When a narcissist has abused you, it is only natural to want to confront this person. You probably want to tell them what they did was wrong & why it is wrong. Or maybe you want to tell them that they are a narcissist & show proof of it. Any normal person would want to do these things, but unfortunately, doing so is a very bad idea.
When confronted, narcissists don’t have “light bulb” moments where they suddenly realize what they have done was wrong, where they realize just how badly they hurt their victim & are upset by it & apologize. Normal, functional people behave that way & narcissists are far from normal or functional. They respond in some of the most toxic ways imaginable.
Upon confronting a narcissist, they may deny your accusations completely, or say that you are making up things.
If you have proof of their awful behavior & denial isn’t an option, chances are very good the narcissist will find a way to blame someone else for their actions, most likely you. Narcissists love to say, “If you wouldn’t have done that, I wouldn’t have had to do what I did.”
Many times, narcissists also dismiss confrontations. They do this by claiming that you are too sensitive, overreacting, crazy or other disparaging or even cruel things.
If the narcissist knows you are discussing their behavior with other people, they will create a smear campaign against you as a way to discredit anything you say about them. If the narcissist can convince other people that you are the problem in the relationship, no one will believe anything you have to say, in particular about the relationship.
Narcissists universally do their best to convince everyone, including their victims, that the problem isn’t that they are abusive, but instead is the reactions to their abuse.
This is why confronting narcissists is rarely a good idea. The best case scenario in confronting a narcissist is that nothing will change, that they won’t acknowledge any wrong doing on their part. The worst case scenario is that you will end up hurting even more because of their denial, blaming, dismissive-ness or even their smear campaign.

Photo-based referring expression data
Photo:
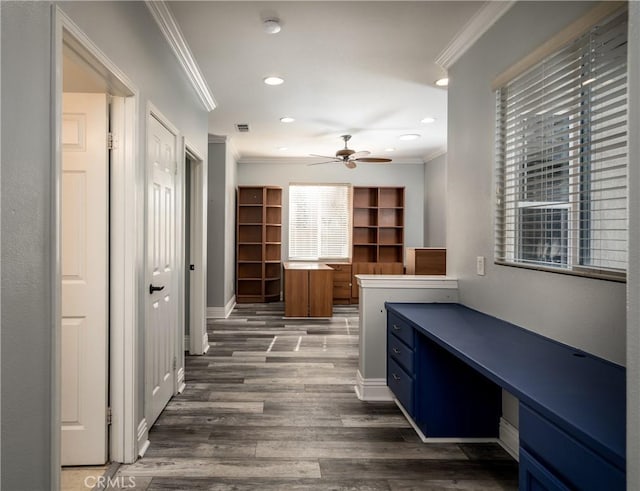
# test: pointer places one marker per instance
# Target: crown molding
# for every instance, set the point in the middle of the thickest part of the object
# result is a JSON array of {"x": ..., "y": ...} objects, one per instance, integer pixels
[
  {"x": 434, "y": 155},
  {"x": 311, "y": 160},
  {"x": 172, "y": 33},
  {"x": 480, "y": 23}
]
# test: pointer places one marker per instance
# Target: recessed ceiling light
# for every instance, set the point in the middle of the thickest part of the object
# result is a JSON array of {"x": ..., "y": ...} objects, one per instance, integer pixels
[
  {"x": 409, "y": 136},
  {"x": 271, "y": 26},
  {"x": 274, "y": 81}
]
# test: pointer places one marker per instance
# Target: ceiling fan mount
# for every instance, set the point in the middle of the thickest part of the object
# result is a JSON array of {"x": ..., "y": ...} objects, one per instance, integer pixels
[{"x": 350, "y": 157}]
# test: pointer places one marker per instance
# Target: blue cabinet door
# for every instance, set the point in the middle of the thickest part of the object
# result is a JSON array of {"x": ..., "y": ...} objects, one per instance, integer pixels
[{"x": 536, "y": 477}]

• EXERCISES:
1 > Can you update the stretch of the passage on confronting narcissists from "Narcissists universally do" through "to their abuse.", with "universally" changed to "consistently"?
2 > Can you take the passage on confronting narcissists further, picking up after its final sentence?
The listing has no connection to the passage on confronting narcissists.

• SOLVED TASKS:
1 >
Narcissists consistently do their best to convince everyone, including their victims, that the problem isn’t that they are abusive, but instead is the reactions to their abuse.

2 >
If you are considering confronting the narcissist in your life, please consider these things. Can you handle such things happening? Would dealing with them be worth it to get things off your chest to the narcissist?
If you decide that it will be worth it because it will help you somehow, then a confrontation may be a good option for you. Please keep some things in mind if you choose to do this…
Keep your expectations low, or rather non existent. Expect nothing good to come from the narcissist. He or she won’t be happy about your confrontation & most likely will try to hurt you for this somehow.
Chances are excellent that the narcissist will recruit their flying monkeys to go after you as a way to punish you. Flying monkeys can be surprisingly hurtful. If you expect their attacks though, they can hurt much less. Just remember, true flying monkeys aren’t genuinely fooled by the narcissist & think they are helping. They are just as cruel & malicious as the original narcissist, if not more so. Someone who is genuinely fooled will be willing to hear your side of things & not try to force you to do anything like resume a toxic relationship.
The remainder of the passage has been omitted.